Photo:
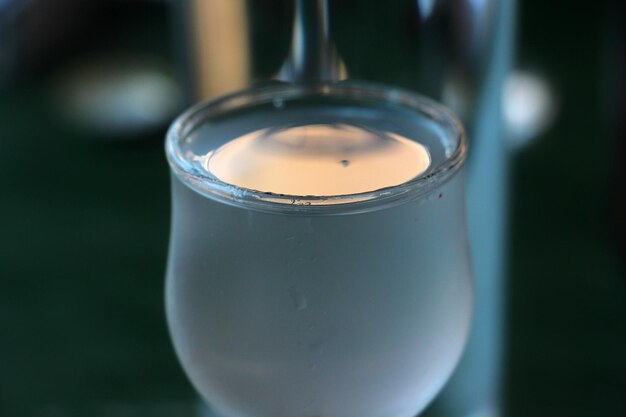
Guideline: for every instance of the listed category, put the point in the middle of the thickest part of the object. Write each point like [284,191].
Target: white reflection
[528,106]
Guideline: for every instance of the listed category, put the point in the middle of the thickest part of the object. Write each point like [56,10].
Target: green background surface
[83,238]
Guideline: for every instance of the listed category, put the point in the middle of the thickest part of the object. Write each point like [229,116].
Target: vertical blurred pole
[476,387]
[220,46]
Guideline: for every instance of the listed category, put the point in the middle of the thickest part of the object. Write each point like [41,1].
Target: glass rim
[214,188]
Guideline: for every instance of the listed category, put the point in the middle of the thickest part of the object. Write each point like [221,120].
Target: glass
[457,52]
[350,304]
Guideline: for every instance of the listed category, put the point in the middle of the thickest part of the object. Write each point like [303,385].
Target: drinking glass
[312,270]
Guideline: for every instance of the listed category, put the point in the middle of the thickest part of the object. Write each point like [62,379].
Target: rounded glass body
[320,305]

GIVEN EXERCISE:
Copy all of the records above word for word, but leave out the pictures.

SOLUTION FOR THIS EXERCISE:
Photo:
Guideline: for every instance of the listed category, put the point in the middle of the thickest part of the object. Write each point like [284,191].
Target: white reflection
[528,106]
Guideline: for every instance of the listed category, put the point in the middle of the thickest part of the object. Write each point like [56,10].
Target: green background surface
[83,238]
Guideline: for every instance of the listed category, put the point in the middle of the thickest part of the object. Write each point like [229,116].
Target: vertical blurred pole
[476,387]
[220,46]
Guideline: for every instance of the listed category, put the point in the middle of the thickest part of the object. Write each point like [41,1].
Target: glass rim
[214,188]
Guideline: for every instance of the listed category, put the point in the middle of the thickest part of the object. Write each point like [221,120].
Target: glass
[457,52]
[350,304]
Guideline: for every instance of the listed category, put the point in the middle of the thickest part of the object. Write each point like [303,385].
Target: drinking glass
[312,270]
Guideline: for every instance of the listed category, put the point in the middle of the thickest part of the object. Write each point like [62,379].
Target: rounded glass body
[320,305]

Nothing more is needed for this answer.